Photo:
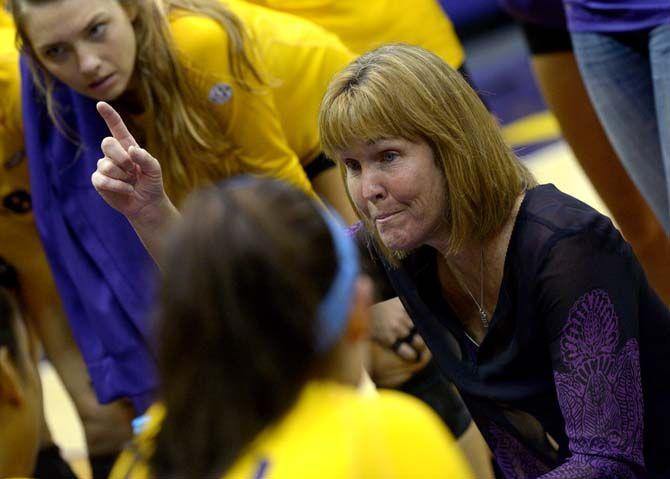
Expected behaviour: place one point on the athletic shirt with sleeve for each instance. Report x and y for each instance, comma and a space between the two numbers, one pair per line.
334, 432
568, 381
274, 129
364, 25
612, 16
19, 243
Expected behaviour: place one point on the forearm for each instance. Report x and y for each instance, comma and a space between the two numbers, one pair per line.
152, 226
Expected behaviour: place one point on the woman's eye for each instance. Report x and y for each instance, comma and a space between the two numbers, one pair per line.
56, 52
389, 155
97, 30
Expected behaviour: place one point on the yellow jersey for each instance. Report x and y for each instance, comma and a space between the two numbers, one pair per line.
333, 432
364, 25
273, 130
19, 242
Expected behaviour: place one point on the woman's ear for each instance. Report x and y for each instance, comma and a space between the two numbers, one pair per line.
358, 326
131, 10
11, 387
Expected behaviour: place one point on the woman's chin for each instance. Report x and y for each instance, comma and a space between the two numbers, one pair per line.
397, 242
--
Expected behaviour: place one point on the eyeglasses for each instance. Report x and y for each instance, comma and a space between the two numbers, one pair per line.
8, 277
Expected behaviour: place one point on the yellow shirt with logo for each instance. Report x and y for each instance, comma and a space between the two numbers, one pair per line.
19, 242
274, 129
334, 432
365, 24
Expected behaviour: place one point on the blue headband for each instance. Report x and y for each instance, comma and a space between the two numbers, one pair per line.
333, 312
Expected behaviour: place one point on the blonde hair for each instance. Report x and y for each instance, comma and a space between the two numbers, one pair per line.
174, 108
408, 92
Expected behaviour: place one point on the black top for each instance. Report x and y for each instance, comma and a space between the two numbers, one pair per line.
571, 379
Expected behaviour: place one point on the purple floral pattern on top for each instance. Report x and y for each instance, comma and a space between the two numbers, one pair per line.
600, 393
--
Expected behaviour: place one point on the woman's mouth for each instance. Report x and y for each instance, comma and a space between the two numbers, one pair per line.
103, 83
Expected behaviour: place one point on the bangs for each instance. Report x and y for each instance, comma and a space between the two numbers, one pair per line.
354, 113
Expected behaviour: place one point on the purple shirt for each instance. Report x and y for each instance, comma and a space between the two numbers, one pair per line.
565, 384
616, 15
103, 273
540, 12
--
- Set problem -
Please count the lines in the records above that contain the word "yellow" and reply with only that number.

- Solution to this exercise -
2